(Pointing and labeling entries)
******************************
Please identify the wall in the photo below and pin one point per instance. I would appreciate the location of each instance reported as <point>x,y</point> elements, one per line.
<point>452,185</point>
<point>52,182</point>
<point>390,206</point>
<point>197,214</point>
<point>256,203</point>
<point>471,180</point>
******************************
Convert the items above into a two-column CSV with the headers instruction and response, giving one row per item. Put each item's text and its answer in a single quoted field, with line breaks replaced by spaces.

## Answer for this exercise
instruction,response
"Please identify the wall in the photo below and pin one point per instance. I would appreciate the location of each instance reported as <point>x,y</point> elements, one per line.","<point>452,185</point> <point>52,182</point> <point>390,206</point> <point>197,214</point> <point>256,203</point> <point>471,180</point>"